--- start Data excerpts ---
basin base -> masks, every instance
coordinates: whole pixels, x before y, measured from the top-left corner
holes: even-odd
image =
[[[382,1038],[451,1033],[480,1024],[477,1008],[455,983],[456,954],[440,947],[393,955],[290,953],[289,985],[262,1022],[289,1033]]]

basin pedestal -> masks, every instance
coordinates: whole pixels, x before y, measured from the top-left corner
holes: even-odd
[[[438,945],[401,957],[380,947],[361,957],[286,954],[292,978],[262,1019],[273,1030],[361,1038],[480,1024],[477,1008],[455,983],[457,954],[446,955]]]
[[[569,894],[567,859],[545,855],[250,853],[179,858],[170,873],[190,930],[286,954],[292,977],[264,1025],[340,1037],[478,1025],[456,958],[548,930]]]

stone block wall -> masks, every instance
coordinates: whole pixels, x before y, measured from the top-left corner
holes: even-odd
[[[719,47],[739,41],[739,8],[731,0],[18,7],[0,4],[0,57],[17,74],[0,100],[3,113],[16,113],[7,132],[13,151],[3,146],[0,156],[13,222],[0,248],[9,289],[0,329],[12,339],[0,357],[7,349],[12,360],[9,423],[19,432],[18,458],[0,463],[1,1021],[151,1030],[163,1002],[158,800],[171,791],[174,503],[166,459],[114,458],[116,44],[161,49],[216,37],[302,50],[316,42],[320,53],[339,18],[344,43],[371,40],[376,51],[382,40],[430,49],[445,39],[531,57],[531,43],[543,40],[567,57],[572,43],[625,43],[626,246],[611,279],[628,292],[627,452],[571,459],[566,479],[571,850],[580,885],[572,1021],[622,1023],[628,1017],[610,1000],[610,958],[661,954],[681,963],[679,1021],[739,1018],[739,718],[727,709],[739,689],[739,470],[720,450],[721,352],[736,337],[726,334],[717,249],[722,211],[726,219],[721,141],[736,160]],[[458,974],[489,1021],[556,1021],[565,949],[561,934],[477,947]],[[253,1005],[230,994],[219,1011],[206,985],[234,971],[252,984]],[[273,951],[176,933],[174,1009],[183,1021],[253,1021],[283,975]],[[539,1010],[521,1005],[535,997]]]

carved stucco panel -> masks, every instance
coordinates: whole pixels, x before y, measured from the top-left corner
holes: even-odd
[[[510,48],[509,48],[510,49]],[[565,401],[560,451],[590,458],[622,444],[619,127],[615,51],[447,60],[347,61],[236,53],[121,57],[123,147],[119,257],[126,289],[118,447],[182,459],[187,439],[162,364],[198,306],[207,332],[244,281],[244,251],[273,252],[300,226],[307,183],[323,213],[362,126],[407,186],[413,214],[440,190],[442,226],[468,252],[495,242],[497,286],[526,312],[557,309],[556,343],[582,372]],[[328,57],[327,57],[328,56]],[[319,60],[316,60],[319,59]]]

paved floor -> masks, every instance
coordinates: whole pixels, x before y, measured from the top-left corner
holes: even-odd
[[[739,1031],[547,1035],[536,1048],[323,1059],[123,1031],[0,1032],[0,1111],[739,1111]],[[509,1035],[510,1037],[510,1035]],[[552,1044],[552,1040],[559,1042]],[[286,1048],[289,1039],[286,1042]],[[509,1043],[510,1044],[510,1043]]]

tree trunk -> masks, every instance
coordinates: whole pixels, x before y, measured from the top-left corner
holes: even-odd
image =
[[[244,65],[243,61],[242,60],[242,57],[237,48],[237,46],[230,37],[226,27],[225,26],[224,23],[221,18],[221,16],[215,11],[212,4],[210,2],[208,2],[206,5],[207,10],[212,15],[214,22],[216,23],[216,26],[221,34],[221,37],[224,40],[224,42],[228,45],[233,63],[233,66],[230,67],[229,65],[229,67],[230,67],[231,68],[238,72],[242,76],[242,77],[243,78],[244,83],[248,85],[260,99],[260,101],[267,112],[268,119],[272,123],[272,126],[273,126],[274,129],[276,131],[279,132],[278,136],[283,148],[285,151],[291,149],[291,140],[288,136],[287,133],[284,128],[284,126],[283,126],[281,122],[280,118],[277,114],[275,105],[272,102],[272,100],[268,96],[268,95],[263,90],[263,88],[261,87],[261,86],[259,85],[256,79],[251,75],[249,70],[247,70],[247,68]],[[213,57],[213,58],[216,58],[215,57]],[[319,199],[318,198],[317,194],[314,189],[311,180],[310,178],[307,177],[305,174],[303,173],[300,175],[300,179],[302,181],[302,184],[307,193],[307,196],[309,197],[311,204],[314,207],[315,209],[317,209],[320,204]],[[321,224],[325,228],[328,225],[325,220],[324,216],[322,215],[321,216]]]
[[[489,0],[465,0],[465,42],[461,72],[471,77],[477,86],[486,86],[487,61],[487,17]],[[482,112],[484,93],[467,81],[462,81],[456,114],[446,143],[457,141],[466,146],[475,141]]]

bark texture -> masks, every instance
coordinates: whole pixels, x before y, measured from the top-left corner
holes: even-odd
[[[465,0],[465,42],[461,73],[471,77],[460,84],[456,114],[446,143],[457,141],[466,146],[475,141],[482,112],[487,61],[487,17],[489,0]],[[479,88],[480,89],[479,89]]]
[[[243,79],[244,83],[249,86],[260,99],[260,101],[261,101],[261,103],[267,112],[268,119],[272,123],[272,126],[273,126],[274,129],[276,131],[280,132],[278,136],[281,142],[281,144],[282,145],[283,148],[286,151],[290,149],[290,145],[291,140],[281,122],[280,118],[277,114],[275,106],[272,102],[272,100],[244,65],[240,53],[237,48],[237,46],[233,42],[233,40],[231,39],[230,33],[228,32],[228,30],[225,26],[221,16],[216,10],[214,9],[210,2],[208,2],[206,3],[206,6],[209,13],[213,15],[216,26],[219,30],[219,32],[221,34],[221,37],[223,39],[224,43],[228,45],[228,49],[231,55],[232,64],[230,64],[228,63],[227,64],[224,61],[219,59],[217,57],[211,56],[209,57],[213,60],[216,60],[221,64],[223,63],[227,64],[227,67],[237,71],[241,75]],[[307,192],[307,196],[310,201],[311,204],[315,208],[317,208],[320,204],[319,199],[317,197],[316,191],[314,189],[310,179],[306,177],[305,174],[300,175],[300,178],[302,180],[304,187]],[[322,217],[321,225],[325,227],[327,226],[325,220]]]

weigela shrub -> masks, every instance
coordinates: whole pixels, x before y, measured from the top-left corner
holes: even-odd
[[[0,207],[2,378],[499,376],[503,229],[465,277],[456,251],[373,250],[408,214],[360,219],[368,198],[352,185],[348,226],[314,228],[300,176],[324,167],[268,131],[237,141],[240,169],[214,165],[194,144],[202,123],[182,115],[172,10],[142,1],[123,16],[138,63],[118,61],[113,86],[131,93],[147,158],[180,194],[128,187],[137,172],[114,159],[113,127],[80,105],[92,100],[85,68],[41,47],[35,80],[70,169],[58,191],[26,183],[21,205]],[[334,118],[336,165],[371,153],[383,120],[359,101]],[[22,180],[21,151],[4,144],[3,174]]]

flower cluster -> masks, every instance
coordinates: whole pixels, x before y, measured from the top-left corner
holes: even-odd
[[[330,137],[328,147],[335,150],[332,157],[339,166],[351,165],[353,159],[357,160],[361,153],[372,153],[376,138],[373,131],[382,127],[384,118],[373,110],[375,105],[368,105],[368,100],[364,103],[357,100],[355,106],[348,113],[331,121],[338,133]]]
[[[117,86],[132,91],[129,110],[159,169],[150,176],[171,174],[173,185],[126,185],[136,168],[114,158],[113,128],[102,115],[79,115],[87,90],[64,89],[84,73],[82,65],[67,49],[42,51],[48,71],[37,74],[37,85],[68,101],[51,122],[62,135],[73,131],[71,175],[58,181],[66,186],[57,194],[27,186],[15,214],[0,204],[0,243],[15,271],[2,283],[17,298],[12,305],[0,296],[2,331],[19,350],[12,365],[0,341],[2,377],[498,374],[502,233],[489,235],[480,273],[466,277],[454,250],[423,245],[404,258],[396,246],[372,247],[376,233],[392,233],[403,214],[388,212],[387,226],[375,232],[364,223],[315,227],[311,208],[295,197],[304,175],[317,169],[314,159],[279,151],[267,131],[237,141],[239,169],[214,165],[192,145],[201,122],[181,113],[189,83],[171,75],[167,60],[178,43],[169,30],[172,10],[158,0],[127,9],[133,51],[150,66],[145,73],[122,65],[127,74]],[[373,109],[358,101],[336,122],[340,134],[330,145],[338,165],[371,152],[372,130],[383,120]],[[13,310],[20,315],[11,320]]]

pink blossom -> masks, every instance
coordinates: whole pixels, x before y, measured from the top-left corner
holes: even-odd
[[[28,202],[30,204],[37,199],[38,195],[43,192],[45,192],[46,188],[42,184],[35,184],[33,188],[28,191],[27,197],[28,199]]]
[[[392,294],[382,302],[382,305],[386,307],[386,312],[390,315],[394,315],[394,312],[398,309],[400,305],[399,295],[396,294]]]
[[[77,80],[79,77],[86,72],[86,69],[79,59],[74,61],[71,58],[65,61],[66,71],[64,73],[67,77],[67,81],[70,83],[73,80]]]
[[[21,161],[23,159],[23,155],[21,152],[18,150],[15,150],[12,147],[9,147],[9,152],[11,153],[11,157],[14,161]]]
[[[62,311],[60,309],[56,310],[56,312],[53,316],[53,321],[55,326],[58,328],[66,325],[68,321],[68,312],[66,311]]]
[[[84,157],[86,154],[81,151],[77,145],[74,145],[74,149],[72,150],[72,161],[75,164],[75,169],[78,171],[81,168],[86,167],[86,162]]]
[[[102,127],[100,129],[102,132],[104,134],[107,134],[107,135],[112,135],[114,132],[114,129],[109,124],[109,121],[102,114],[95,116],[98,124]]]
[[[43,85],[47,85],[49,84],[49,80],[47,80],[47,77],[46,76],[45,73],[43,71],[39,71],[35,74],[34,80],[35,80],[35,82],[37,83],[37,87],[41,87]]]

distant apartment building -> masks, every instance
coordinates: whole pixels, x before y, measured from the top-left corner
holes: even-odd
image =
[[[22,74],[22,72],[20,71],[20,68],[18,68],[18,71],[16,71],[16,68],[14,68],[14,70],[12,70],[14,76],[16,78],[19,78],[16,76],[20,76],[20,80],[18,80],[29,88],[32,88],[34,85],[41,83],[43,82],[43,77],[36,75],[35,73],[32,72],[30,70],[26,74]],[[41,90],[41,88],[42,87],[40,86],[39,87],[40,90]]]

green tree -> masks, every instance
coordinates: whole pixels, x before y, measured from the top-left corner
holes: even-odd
--- end Data excerpts ---
* **Short task**
Reproduce verbatim the part of the listing that opens with the line containing "distant apartment building" and closes with the last line of the listing, both ends included.

* **Full solution**
distant apartment building -> masks, every instance
coordinates: whole pixels, x before y, measured from the top-left corner
holes: even-odd
image =
[[[22,74],[22,72],[20,71],[20,68],[18,68],[18,71],[16,71],[16,68],[14,68],[14,70],[12,70],[14,76],[16,78],[19,78],[16,76],[20,76],[20,80],[18,80],[29,88],[32,88],[34,85],[41,83],[43,82],[43,77],[36,75],[35,73],[32,72],[30,70],[26,74]],[[41,90],[41,88],[42,87],[40,86],[39,87],[40,90]]]

green tree -> masks, every instance
coordinates: whole pixels, x before y, measured from the top-left corner
holes: even-odd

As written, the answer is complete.